Emit an exact copy of the lines running from the start of the records to the line containing "pixel 62 268", both included.

- Opening Delimiter -

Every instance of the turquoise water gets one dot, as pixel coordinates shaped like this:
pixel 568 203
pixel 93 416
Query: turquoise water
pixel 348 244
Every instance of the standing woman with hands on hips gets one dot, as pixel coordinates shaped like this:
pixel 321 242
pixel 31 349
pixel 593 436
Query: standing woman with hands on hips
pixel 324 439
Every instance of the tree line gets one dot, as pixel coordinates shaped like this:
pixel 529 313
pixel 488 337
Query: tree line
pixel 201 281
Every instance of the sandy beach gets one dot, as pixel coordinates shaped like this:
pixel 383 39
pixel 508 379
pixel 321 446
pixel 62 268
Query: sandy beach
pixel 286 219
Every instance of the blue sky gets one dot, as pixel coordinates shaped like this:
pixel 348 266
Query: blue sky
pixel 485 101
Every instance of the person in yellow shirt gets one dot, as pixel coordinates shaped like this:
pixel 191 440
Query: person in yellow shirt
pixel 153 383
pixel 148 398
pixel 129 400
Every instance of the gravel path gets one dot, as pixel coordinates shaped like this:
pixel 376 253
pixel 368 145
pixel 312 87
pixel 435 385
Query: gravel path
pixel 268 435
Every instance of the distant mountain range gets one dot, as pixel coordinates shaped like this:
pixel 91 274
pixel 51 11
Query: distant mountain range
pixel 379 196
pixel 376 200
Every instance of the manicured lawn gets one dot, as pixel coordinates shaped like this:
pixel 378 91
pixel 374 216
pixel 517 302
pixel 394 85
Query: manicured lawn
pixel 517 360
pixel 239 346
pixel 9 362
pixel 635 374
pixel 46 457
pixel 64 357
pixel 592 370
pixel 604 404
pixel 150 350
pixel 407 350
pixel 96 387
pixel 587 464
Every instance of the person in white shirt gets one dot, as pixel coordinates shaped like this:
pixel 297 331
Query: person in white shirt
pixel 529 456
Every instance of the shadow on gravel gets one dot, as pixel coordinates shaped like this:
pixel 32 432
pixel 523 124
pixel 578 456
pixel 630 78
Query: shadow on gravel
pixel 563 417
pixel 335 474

- Closing Delimiter -

== Written answer ==
Every instance of the turquoise water gets one dot, as pixel coordinates shaped like this:
pixel 568 203
pixel 93 416
Query: turquoise water
pixel 348 244
Every instance of the standing woman with hands on hips gets one dot, as pixel coordinates shaped like this:
pixel 321 242
pixel 31 349
pixel 593 436
Query: standing woman with hands on hips
pixel 324 439
Every instance of the tree line gets one dot, as pixel coordinates shaped like this:
pixel 529 313
pixel 488 337
Query: tree line
pixel 201 281
Every instance of the sandy beach gets one dot, as pixel coordinates shaped like this:
pixel 383 39
pixel 508 379
pixel 321 446
pixel 62 268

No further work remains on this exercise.